>> Begin SUPPLIED PASSAGE

Proof. A point (x, t) lies in Σ₊(p₀′) iff |x − (x₀ + a)|² = c²(t − t₀)² with t > t₀. Setting y = x − a, this reads |y − x₀|² = c²(t − t₀)², i.e., (y, t) ∈ Σ₊(p₀). Thus (x, t) ∈ Σ₊(p₀′) iff (x − a, t) ∈ Σ₊(p₀), which is the statement Σ₊(p₀′) = Σ₊(p₀) + (0, a). ∎

Proposition V.2 (Spatial-translation invariance of the action). Let γ: [t₀, t₁] → ℳ be a future-directed timelike worldline, and let a ∈ ℝ³. Define the spatially translated worldline γ_a: [t₀, t₁] → ℳ by x_{γ_a}(t) = x_γ(t) + a, with the x₄-component unchanged. Then the free-particle action satisfies S[γ_a] = S[γ].

Proof. We verify that the integrand of (II.5) is pointwise equal along γ_a and γ, then conclude by identity of the integrals.

Step 1: Relate the velocities. By differentiating x_{γ_a}(t) = x_γ(t) + a with respect to t,

v_{γ_a}(t) = (d/dt)(x_γ(t) + a) = (dx_γ/dt)(t) + 0 = v_γ(t),

since a is t-independent.

Step 2: Relate the x₄-advance magnitudes. By Lemma II.4b,

|dx₄/dt|²_{γ_a}(t) = c² − |v_{γ_a}(t)|² = c² − |v_γ(t)|² = |dx₄/dt|²_γ(t).

Step 3: Identity of actions. By Proposition II.6, S[γ_a] = −mc ∫_{t₀}^{t₁} |dx₄/dt|_{γ_a}(t) dt = −mc ∫_{t₀}^{t₁} |dx₄/dt|_γ(t) dt = S[γ]. ∎

By Theorem III.1, this invariance of the action under spatial translation yields conservation of linear momentum.

Meaning: If you carry the entire worldline three meters to the left — the same motion, just shifted in space — the spatial velocity at each moment is unchanged (differentiating a constant shift gives zero), so the x₄-advance at each moment is unchanged, so the action is unchanged. The proof uses only the fact that the derivative of a constant is zero. The resulting conservation law is conservation of momentum. Momentum conservation is therefore a direct consequence of the fact that x₄’s expansion is the same everywhere.

>> End SUPPLIED PASSAGE

- [EXERCISE INSTRUCTIONS]
a) Using the translation-invariance proof above, decide whether each statement agrees with it. Answer yes or no for each, and quote the deciding words exactly. (i) The translated worldline leaves the x₄-component unchanged. (ii) The translated worldline moves with a velocity that differs from the original by a. (iii) The invariance of the action under spatial translation leads to conservation of energy.
b) Recast the paragraph of the translation-invariance proof that begins "Meaning: If you carry" as a short bulleted list. Keep its main facts.

>> Begin SUPPLIED ENTRIES

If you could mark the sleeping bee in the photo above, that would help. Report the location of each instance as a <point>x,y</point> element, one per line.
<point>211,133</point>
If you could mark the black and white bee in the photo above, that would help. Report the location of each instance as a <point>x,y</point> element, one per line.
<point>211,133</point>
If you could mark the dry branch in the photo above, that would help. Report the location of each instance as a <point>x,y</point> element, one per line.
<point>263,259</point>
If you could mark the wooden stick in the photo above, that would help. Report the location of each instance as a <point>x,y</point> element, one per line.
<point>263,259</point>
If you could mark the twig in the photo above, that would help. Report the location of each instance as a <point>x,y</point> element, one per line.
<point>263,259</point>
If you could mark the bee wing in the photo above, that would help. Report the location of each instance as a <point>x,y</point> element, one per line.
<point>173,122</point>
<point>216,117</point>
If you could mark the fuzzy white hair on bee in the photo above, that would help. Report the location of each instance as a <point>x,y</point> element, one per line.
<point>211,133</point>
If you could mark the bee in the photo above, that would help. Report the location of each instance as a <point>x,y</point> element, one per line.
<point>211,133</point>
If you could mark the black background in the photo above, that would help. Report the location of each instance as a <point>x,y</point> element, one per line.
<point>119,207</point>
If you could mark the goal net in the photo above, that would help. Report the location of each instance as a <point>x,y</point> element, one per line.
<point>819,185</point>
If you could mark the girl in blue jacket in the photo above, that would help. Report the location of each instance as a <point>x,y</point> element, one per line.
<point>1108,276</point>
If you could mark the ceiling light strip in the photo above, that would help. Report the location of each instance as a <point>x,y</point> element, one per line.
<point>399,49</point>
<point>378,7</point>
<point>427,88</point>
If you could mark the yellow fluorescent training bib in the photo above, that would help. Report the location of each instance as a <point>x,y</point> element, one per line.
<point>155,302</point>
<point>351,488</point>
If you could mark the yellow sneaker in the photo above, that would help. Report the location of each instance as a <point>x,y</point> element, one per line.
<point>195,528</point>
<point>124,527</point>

>> End SUPPLIED ENTRIES

- [SOLUTIONS BELOW]
a)
(i) Yes: "with the x₄-component unchanged"
(ii) No: "the spatial velocity at each moment is unchanged"
(iii) No: "this invariance of the action under spatial translation yields conservation of linear momentum"

b)
- Shifting the whole worldline in space, for example three meters to the left, keeps the same motion.
- The spatial velocity at each moment stays the same, because differentiating a constant shift gives zero.
- So the x₄-advance at each moment stays the same, and the action stays the same too.
- The proof relies only on the derivative of a constant being zero.
- The resulting conservation law is conservation of momentum, a direct consequence of x₄'s expansion being the same everywhere.